— TEXT SEGMENT —
The Central Valley of Chile is an exception to the topology north through Lima where agriculture and population centers follow river valleys watered by the Andes and surrounded by waterless wastes.  Yungay, is among one of those watered desert valleys.  Located 120 miles north of Lima, Peru at about 8,000 feet just below a summit of the Western Andes, remnants of cultures from 10,000 B.C. are proof of agriculture and human settlement. It was near Yungay, on January 20, 1839 (summer in the southern hemisphere) a force of Chilean and Peruvian dissidents called the United Restorative Army defeated a Peru-Bolivian Confederation Army to end the War of Confederation. The resulting split into different countries of Peru and Bolivia weakened a threat to Chile and Argentina, aimed in large part toward the broad and fertile Central Valley of Chile. The desperation in view in my post Valparaiso Connections VI was in large measure a motivation war, this motivation is still powerful today.

 The subsequent prosperity allowed reclamation of the land of Plaza Victoria from the sea.  For example, in my post Valparaiso Connections V we learned how French immigrants arrived and developed Central Valley wineries in the 19th century.   Around the time of the victory Chacobuco Street was built adjacent to the plaza on reclaimed land, the Plaza Victoria was pulled from the sea.  

The concrete Lions and bronze statue captured in the above gallery, were elements of a round of enhancements to Plaza Victoria begun 1870.

Monument to the Heroes of Iquique

Here we see from the Regatta bridge a monument to the Heroes of Iquique.   The Battle of Iquique, May 21, 1879, is remembered annually as Naval Glories Day (Dia de las Glorias Navales) .

  Click this Link for the Fine Art Photography Gallery.

This monument commemorates the destruction of the Chilean warship Esmeralda.  At the monument peak is Arturo Prat Chacón, captain of the Esmeralda who perished with his wooden ship.  He and the crew were blockading the then Peruvian port of Iquique along with another ship, the Covadonga.

— YOUR INSTRUCTIONS —
Continue the passage on Valparaiso's Plaza Victoria and the Heroes of Iquique monument, starting after its last sentence.

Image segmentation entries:
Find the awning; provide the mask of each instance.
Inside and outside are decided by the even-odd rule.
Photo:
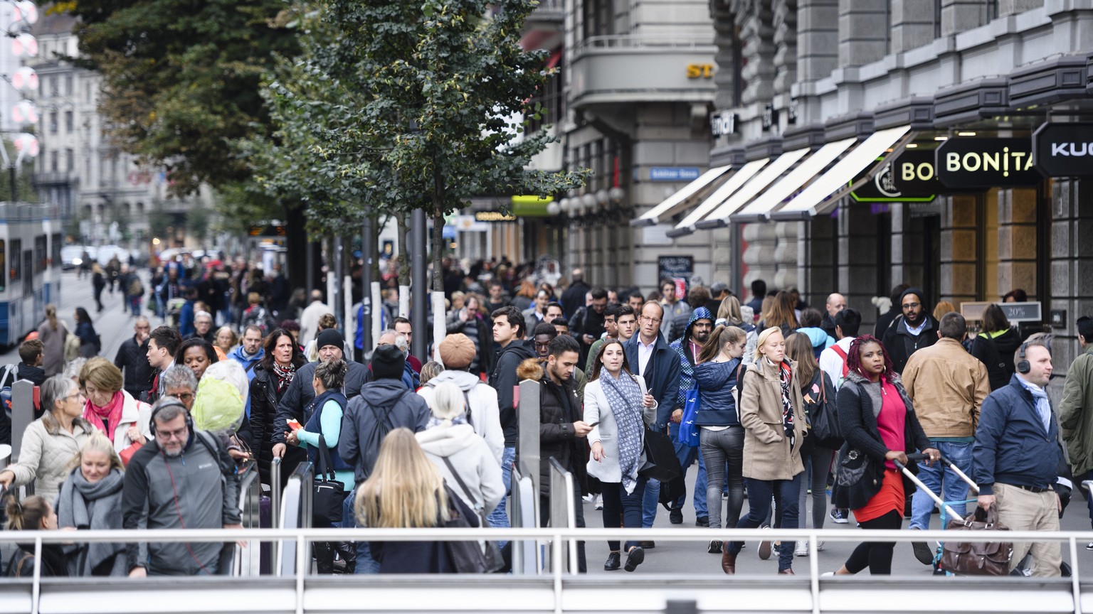
[[[828,164],[834,162],[843,152],[850,149],[850,145],[857,140],[856,137],[851,137],[842,141],[835,141],[834,143],[827,143],[820,147],[814,154],[804,158],[804,162],[800,166],[790,170],[780,181],[771,186],[768,190],[765,190],[755,200],[751,201],[748,206],[743,208],[739,213],[733,213],[732,222],[765,221],[771,211],[781,204],[787,198],[794,196],[794,192],[801,189],[801,186],[822,173]]]
[[[696,228],[720,228],[722,226],[729,225],[729,215],[733,211],[740,209],[748,203],[751,199],[755,198],[755,194],[763,191],[764,188],[778,180],[781,174],[789,170],[797,161],[804,157],[804,154],[809,153],[808,147],[801,150],[794,150],[791,152],[786,152],[779,155],[769,166],[764,168],[762,173],[756,175],[751,181],[744,184],[742,188],[737,190],[729,200],[725,201],[721,206],[717,208],[716,211],[709,214],[709,217],[695,223]]]
[[[728,173],[730,168],[732,168],[731,165],[710,168],[700,175],[694,181],[691,181],[686,186],[680,188],[678,192],[665,199],[663,202],[657,206],[646,211],[637,220],[631,220],[630,225],[651,226],[654,224],[659,224],[662,219],[671,217],[672,215],[679,213],[681,209],[697,200],[700,196],[698,192],[717,180],[718,177]]]
[[[804,188],[797,198],[789,201],[786,206],[772,213],[769,217],[772,220],[786,221],[808,220],[813,215],[830,210],[838,202],[838,198],[828,199],[827,197],[835,193],[839,188],[848,190],[850,181],[859,173],[870,165],[875,164],[877,158],[891,149],[908,131],[910,131],[910,126],[901,126],[898,128],[889,128],[888,130],[873,132],[860,145],[854,147],[854,151],[841,160],[838,164],[832,166],[830,170],[816,178],[815,181],[812,181],[808,188]],[[826,202],[824,202],[825,199],[827,199]]]
[[[732,197],[741,186],[754,177],[756,173],[762,170],[768,162],[771,162],[771,158],[764,157],[763,160],[755,160],[741,166],[740,170],[733,173],[732,176],[729,177],[728,181],[722,184],[720,188],[714,190],[714,193],[709,194],[706,200],[702,201],[702,204],[696,206],[691,213],[687,213],[686,217],[684,217],[682,222],[665,234],[669,237],[675,238],[693,233],[695,223],[705,217],[710,211],[724,204],[725,201]]]

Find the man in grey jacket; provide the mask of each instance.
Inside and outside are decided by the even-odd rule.
[[[242,529],[239,476],[216,437],[193,429],[175,397],[152,410],[154,439],[133,454],[121,491],[122,527]],[[129,577],[198,576],[228,571],[232,546],[221,542],[130,543]]]

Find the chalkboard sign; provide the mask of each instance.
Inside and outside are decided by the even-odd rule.
[[[982,320],[983,310],[987,308],[987,305],[990,305],[990,303],[961,303],[960,312],[965,319]],[[1027,303],[997,303],[996,305],[1002,308],[1006,319],[1010,322],[1044,321],[1044,314],[1038,300],[1030,300]]]

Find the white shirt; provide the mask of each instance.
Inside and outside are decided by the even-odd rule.
[[[853,342],[853,336],[844,336],[836,341],[835,345],[839,346],[843,352],[849,353]],[[846,361],[835,352],[835,345],[820,353],[820,370],[827,374],[835,390],[838,390],[838,387],[843,385],[843,365],[846,364]]]
[[[642,343],[642,338],[637,338],[637,368],[642,377],[645,377],[645,369],[649,366],[649,358],[653,357],[653,349],[657,346],[657,340],[654,339],[653,343],[648,345]]]

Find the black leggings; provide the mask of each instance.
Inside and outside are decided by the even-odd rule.
[[[862,529],[898,529],[903,526],[903,516],[892,510],[872,520],[861,523]],[[850,553],[850,558],[846,559],[846,569],[850,574],[857,574],[869,567],[871,576],[892,575],[892,548],[895,542],[865,542],[858,544]]]

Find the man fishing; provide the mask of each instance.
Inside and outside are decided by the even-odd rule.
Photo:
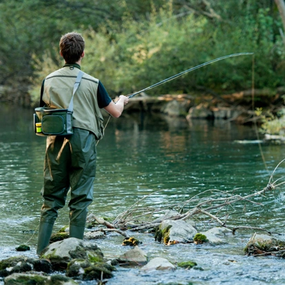
[[[61,37],[59,49],[65,64],[44,79],[41,90],[41,104],[57,108],[67,108],[81,70],[84,47],[84,39],[77,32]],[[100,108],[119,117],[128,101],[127,97],[121,95],[115,104],[99,79],[83,74],[74,96],[73,135],[47,137],[38,255],[49,244],[58,210],[63,207],[69,189],[69,236],[83,239],[87,207],[93,198],[96,141],[104,135]]]

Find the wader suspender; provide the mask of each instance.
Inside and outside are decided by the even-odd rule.
[[[80,81],[81,81],[81,78],[83,75],[84,72],[81,70],[79,71],[79,73],[78,73],[77,77],[76,78],[75,85],[73,86],[73,93],[72,93],[72,97],[71,97],[70,102],[69,103],[68,105],[68,111],[72,112],[73,112],[73,96],[75,95],[75,93],[76,90],[78,88],[78,86],[80,84]],[[39,107],[43,107],[46,104],[46,103],[43,101],[43,84],[44,84],[44,80],[43,81],[43,83],[41,85],[41,99],[39,100]]]
[[[78,86],[80,84],[80,81],[81,81],[81,78],[83,77],[83,75],[84,72],[81,70],[79,71],[79,73],[78,73],[77,77],[76,78],[75,85],[73,86],[73,93],[72,93],[72,97],[71,97],[70,102],[69,103],[68,105],[68,111],[70,112],[71,113],[73,112],[73,97],[75,95],[75,93],[76,90],[78,88]]]

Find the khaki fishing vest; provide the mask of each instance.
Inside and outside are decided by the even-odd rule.
[[[80,70],[66,66],[45,79],[43,101],[48,107],[67,109]],[[103,117],[97,103],[99,80],[84,73],[73,97],[73,127],[88,130],[99,139],[104,135]]]

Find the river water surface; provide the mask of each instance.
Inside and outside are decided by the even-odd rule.
[[[24,243],[31,247],[25,255],[36,257],[46,139],[33,133],[32,113],[32,110],[0,106],[1,259],[19,255],[14,248]],[[111,119],[97,146],[95,199],[89,212],[115,219],[153,193],[144,203],[159,208],[182,203],[208,189],[237,189],[241,195],[261,190],[284,158],[285,146],[259,145],[256,139],[253,127],[225,121],[188,122],[139,114]],[[275,179],[282,177],[284,170],[281,164]],[[248,204],[246,210],[238,206],[228,209],[228,223],[284,233],[284,188],[255,198],[263,206]],[[200,231],[215,226],[206,217],[195,222]],[[59,212],[55,231],[68,224],[65,207]],[[119,268],[108,284],[285,284],[284,259],[244,255],[243,248],[253,233],[237,231],[228,237],[228,244],[219,246],[166,246],[155,242],[153,235],[132,233],[143,242],[140,247],[149,258],[163,257],[173,263],[192,260],[197,268],[145,273],[139,268]],[[121,246],[123,239],[113,234],[95,242],[111,259],[129,249]]]

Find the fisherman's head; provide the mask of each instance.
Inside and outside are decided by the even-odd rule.
[[[66,63],[75,63],[84,56],[85,41],[78,32],[63,35],[59,41],[59,52]]]

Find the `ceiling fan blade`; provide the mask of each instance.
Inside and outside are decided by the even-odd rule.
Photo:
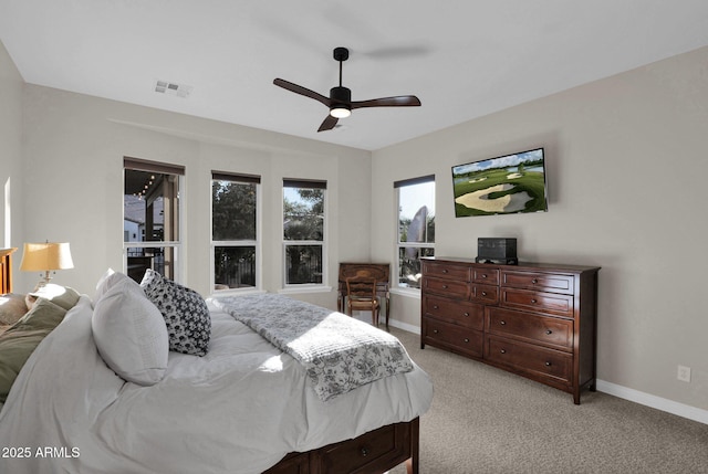
[[[327,115],[327,118],[325,118],[324,122],[322,122],[322,125],[320,125],[320,128],[317,128],[317,131],[331,130],[332,128],[334,128],[337,122],[340,122],[339,118]]]
[[[372,98],[369,101],[352,102],[352,108],[363,107],[410,107],[420,105],[420,99],[415,95],[397,95],[395,97]]]
[[[330,106],[330,97],[325,97],[322,94],[317,94],[314,91],[310,91],[309,88],[305,88],[301,85],[298,84],[293,84],[291,82],[288,82],[285,80],[281,80],[281,78],[275,78],[273,80],[273,84],[275,84],[279,87],[282,87],[284,89],[288,89],[290,92],[294,92],[295,94],[300,94],[300,95],[304,95],[305,97],[310,97],[310,98],[314,98],[317,102],[321,102],[322,104],[324,104],[325,106]]]

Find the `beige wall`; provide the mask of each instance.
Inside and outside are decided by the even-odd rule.
[[[600,379],[708,409],[707,64],[705,48],[375,151],[372,257],[393,252],[393,181],[435,173],[437,255],[512,236],[525,261],[602,266]],[[451,166],[538,146],[548,213],[455,218]]]
[[[211,170],[262,177],[263,287],[282,287],[282,178],[327,181],[330,284],[340,261],[369,254],[371,154],[264,130],[25,85],[23,240],[69,241],[74,270],[56,280],[91,293],[122,268],[123,157],[186,167],[185,284],[210,293]],[[31,191],[30,191],[31,190]],[[352,231],[355,229],[356,231]],[[35,275],[18,275],[31,286]],[[335,307],[335,292],[299,297]]]
[[[24,82],[0,42],[0,247],[20,246],[22,212],[11,203],[22,201],[22,87]],[[21,252],[13,255],[20,265]]]

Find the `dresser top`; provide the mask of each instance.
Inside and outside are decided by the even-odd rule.
[[[534,270],[546,272],[573,272],[573,273],[592,273],[600,271],[600,266],[590,265],[570,265],[563,263],[540,263],[540,262],[519,262],[518,265],[500,265],[494,263],[477,263],[475,259],[460,256],[424,256],[420,260],[429,262],[450,262],[472,264],[476,266],[489,266],[504,270]]]

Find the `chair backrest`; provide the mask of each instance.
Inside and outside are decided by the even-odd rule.
[[[340,292],[346,289],[346,281],[376,280],[379,294],[388,293],[389,270],[387,263],[340,263]]]
[[[356,298],[376,299],[376,280],[366,277],[346,278],[346,295]]]

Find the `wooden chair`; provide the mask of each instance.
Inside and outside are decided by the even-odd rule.
[[[372,324],[378,327],[381,304],[376,296],[376,280],[347,278],[346,309],[350,316],[352,312],[372,312]]]
[[[386,317],[386,330],[388,330],[388,315],[391,314],[391,294],[388,292],[389,265],[387,263],[340,263],[339,288],[336,307],[339,312],[346,313],[346,281],[374,280],[376,281],[376,296],[378,297],[379,315]],[[368,309],[365,309],[368,310]]]

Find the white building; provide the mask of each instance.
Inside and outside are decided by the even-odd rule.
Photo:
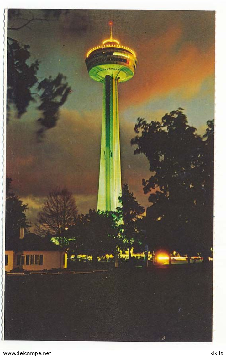
[[[23,229],[21,229],[16,247],[10,243],[6,247],[6,272],[16,268],[31,271],[67,268],[67,254],[59,251],[59,246],[35,234],[24,236]]]

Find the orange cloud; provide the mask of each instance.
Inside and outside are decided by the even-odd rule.
[[[136,105],[155,97],[180,90],[183,97],[199,91],[203,81],[214,73],[214,48],[204,51],[194,43],[183,42],[181,31],[174,28],[141,44],[134,78],[120,87],[122,105]]]

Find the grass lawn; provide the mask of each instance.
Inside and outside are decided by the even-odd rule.
[[[210,341],[207,265],[6,276],[5,339]]]

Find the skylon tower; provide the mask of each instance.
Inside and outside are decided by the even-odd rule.
[[[118,85],[133,77],[137,63],[134,51],[112,36],[89,51],[86,64],[89,76],[103,84],[103,114],[97,209],[114,211],[120,206],[121,167]]]

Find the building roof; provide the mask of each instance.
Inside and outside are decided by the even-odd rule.
[[[47,237],[42,237],[36,234],[29,233],[24,235],[23,239],[6,239],[6,250],[16,251],[57,251],[60,246],[51,242]]]

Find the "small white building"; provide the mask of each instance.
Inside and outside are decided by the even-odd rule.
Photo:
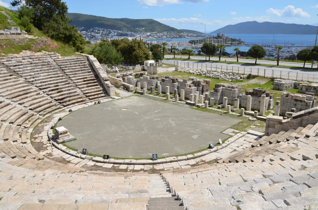
[[[155,61],[146,61],[144,62],[143,65],[145,69],[147,69],[147,66],[153,66],[155,65]]]

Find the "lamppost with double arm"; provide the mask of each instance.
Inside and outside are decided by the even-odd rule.
[[[207,23],[206,24],[206,25],[208,25],[208,24],[209,24],[210,23]],[[201,24],[202,24],[202,25],[204,25],[204,36],[205,36],[205,38],[206,39],[206,31],[205,30],[206,24],[204,24],[203,23],[201,23]],[[202,42],[202,44],[203,44],[203,42]],[[205,54],[205,60],[206,61],[206,54]]]

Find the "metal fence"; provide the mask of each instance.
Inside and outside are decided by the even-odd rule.
[[[172,65],[178,65],[179,63],[177,61],[171,60],[164,60],[162,62]],[[318,82],[318,75],[300,73],[291,71],[183,61],[180,62],[179,66],[182,68],[199,69],[213,71],[226,71],[242,74],[251,74],[253,75],[264,77]]]

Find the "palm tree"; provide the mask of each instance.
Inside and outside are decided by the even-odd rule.
[[[281,46],[276,46],[275,47],[275,49],[278,50],[277,52],[277,66],[279,66],[279,53],[280,50],[283,49],[283,47]]]
[[[225,51],[225,49],[226,48],[226,47],[223,44],[220,44],[217,45],[217,47],[218,48],[218,51],[219,51],[219,61],[220,61],[221,54],[222,54],[222,52]]]
[[[176,53],[177,52],[178,50],[178,48],[176,47],[173,47],[171,48],[171,50],[172,51],[172,53],[173,53],[173,58],[174,58],[176,57]]]
[[[239,51],[239,48],[237,47],[234,48],[234,50],[236,51],[236,61],[237,62],[238,62],[238,51]]]
[[[167,43],[166,42],[163,42],[162,43],[162,53],[163,55],[163,58],[164,58],[164,51],[166,49],[166,46],[167,46]]]

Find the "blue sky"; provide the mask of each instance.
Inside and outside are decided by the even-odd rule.
[[[0,0],[8,5],[10,0]],[[318,23],[317,0],[64,0],[69,12],[151,18],[179,29],[207,32],[247,21]],[[256,3],[256,2],[257,2]]]

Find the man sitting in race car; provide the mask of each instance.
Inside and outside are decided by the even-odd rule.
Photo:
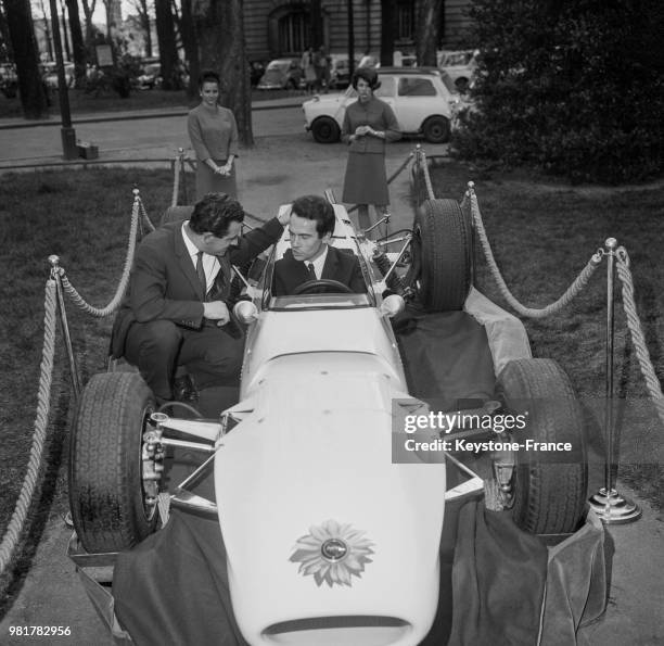
[[[274,264],[272,295],[292,294],[298,286],[321,279],[341,282],[353,293],[367,291],[357,256],[329,244],[335,221],[332,204],[320,195],[303,195],[293,202],[291,249]]]
[[[174,397],[176,366],[186,366],[200,390],[239,384],[244,335],[226,303],[231,264],[273,244],[288,213],[241,237],[243,219],[237,200],[207,193],[191,219],[159,227],[137,250],[113,326],[112,356],[138,366],[158,403]],[[176,395],[180,389],[184,396],[192,393],[191,383],[176,384]]]

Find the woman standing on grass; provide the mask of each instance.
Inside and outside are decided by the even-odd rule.
[[[235,164],[238,125],[233,113],[219,105],[219,75],[203,72],[199,81],[201,104],[187,117],[191,145],[196,153],[196,200],[205,193],[238,198]]]
[[[385,142],[396,141],[401,134],[392,107],[373,96],[381,85],[375,69],[356,69],[352,84],[358,99],[348,105],[342,128],[342,138],[350,147],[342,202],[358,205],[359,228],[368,229],[369,204],[381,213],[387,212]]]

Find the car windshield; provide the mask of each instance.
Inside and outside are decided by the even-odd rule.
[[[282,69],[288,69],[290,66],[291,66],[291,62],[290,61],[272,61],[267,66],[267,71],[268,72],[274,72],[276,69],[282,71]]]
[[[268,309],[347,309],[350,307],[369,307],[367,294],[298,294],[296,296],[272,296]]]
[[[455,85],[455,81],[451,79],[451,76],[445,72],[445,69],[440,69],[440,79],[445,84],[448,92],[450,94],[456,94],[459,92],[459,88]]]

— RESULT BELOW —
May 1879 was in the initial phase of the War of the Pacific, fought over rich mineral deposits of the Atacama desert.  Today, the Chilean flag is over these barren wastes, seen here flying over a roadside memorial to an automobile accident victim.  The desert is the backdrop, there are no animals or plants here, only red dirt.  NASA uses the Atacama in simulations of the Martian environment. 

There are deposits of the mineral saltpeter, mined by large operations.  Here is the entrance of a World Heritate site we visited while docked at Iquique. 

The mining operation was literally scraping the deposits lying on the ground and processing it into, among other products, nitrogen
fertilizer.  At that time the operation was hugely lucrative, employing thousands in very difficult conditions.  That is a different story. 

Captain Prat faced two armored Peruvian warships, one the iron clad Huáscar.  Over the course of four hours the Esmeralda was overpowered and sunk.  The Huascar and the 22,500 mountain peak at Yungay, Huascarán, are named for an Inca chief.  

The monument honors the bravery of Captain Prat and his crew, all of whom are named on plaques.

After the Huáscar rammed Esmeralda a third time to sink it, the Huáscar captain, Miguel Grau Seminario, rescued Chilean survivors in danger of drowning.  In the meantime, the armored Peruvian warship was lured into the shallows and destroyed.  Although the blockage on Iquique was lifted Peru lost one of its most powerful ships at the cost to Chile of an older wooden ship.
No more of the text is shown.